-- start of Given text --
March 2, 2016
In This Issue
In February, ESA participated in Climate Science Days, an annual outreach event sponsored by the Climate Science Working Group (CSWG) to advance understanding of climate change research among lawmakers on Capitol Hill. ESA is a CSWG member as are other scientific associations.
Multiple teams of scientists, paired by geographic location, met with over 100 House and Senate offices and committee staff. Meetings with Republican Senate and House members were given priority along with lawmakers who serve on committees with jurisdiction over climate science issues.
ESA member participants included Matthew Hurteau (University of New Mexico), Knute Nadelhoffer (University of Michigan) and Adam Rosenblatt (Yale University). All three are seasoned veterans of Capitol Hill. Hurteau previously met with Rep. Glenn Thompson (R-PA), chairman of the House Agriculture Subcommittee on Forestry to discuss prescribed burns. Nadelhoffer testified before the House Energy and Commerce committee during a 2011 hearing examining climate science. Rosenblatt is a 2012 recipient of the ESA Graduate Student Policy Award.
Other participating CSWG organizations included the American Association for the Advancement of Science, American Chemical Society, American Geophysical Union, American Meteorological Society, American Society of Agronomy, American Statistical Association, the Consortium for Ocean Leadership, the Geological Society of America, the Soil Science Society of America and the Pacific Northwest National Laboratory.
-- end of Given text --
-- start of Data records --
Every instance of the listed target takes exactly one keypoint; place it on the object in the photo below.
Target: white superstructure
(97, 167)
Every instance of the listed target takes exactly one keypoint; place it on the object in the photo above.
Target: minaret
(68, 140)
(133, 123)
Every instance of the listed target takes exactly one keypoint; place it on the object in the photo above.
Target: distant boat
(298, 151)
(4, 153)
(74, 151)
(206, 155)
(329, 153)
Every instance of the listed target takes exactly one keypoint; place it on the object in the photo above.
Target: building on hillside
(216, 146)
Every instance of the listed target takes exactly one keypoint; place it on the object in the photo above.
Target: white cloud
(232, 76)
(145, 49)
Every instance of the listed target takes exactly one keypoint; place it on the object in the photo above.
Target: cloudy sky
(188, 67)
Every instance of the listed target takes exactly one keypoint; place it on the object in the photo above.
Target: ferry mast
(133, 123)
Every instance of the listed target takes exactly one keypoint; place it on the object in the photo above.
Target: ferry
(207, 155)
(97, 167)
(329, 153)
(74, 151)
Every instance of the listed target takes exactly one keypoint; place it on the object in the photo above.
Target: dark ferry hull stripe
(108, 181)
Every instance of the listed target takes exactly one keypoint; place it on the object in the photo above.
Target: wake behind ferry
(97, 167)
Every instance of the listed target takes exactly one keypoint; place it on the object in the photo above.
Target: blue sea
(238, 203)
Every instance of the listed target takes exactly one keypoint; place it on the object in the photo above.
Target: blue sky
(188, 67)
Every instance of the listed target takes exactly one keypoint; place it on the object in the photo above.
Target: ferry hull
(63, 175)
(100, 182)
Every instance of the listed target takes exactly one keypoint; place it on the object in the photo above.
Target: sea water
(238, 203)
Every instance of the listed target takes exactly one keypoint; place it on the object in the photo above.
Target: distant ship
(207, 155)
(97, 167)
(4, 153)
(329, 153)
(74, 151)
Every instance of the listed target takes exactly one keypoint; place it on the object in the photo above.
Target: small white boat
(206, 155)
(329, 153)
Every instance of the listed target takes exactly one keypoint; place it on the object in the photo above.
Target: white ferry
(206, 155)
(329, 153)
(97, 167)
-- end of Data records --
» Set task A: Which lines of the records contain the word "boat"? Copy each of them, and treat case as significant.
» Set task B: How would the Climate Science Days newsletter item go on? Write the next part, picking up right after its final sentence.

» Expected output A:
Target: distant boat
Target: small white boat

» Expected output B:
On Feb. 22, House Science, Space and Technology Committee Chairman Lamar Smith (R-TX) sent a letter to National Oceanic and Atmospheric Administration (NOAA) demanding more documents related to the agency’s analyses of global temperature data. This follows a previous subpoena sent to NOAA by the Committee on October 13, 2015. So far, NOAA has given the committee 301 pages of emails between NOAA officials (excluding scientists’ emails) regarding a study published last year in the journal Science.
The Committee’s latest letter is asking NOAA to provide documents with specific words: “Karl,” “buoy,” “ship,” “Night Marine Air Temperature,” “temperature,” “climate,” “change,” “Paris,” “U.N.,” “United Nations,” “clean power plan,” “regulations,” “Environmental Protection Agency,” “President,” “Obama,” “White House,” and “Council on Environmental Quality.”
The original Committee subpoena from October 2015 included requests for documents and communications from NOAA scientists. ESA and the American Association for the Advancement of Science, the American Chemical Society, the American Geophysical Union, the American Meteorological Society, the American Statistical Association, and the Geological Society of America, sent a letter to the Committee objecting to subpoena.
“The integrity of federal scientists’ research published in the journal Science is being questioned despite a lack of public evidence of scientific misconduct. The progress and integrity of science depend on transparency about the details of scientific methodology and the ability to follow the pursuit of scientific knowledge,” the letter states.
Although the Committee is no longer seeking communications from NOAA scientists, the sparring between NOAA and the House Science Committee is likely to continue. So far, NOAA has not made a public statement about the recent request although the original deadline of Feb. 29 to submit the documents to the Committee has passed.
The Department of the Interior (DOI) released a report on Feb. 18: Safeguarding America’s Lands and Waters from Invasive Species: A National Framework for Early Detection and Rapid Response.
The National Invasive Species Council (NISC) assisted DOI in the report’s development, including the US Department of Agriculture, Department of Commerce, the Environmental Protection Agency, State Department, and Department of Defense.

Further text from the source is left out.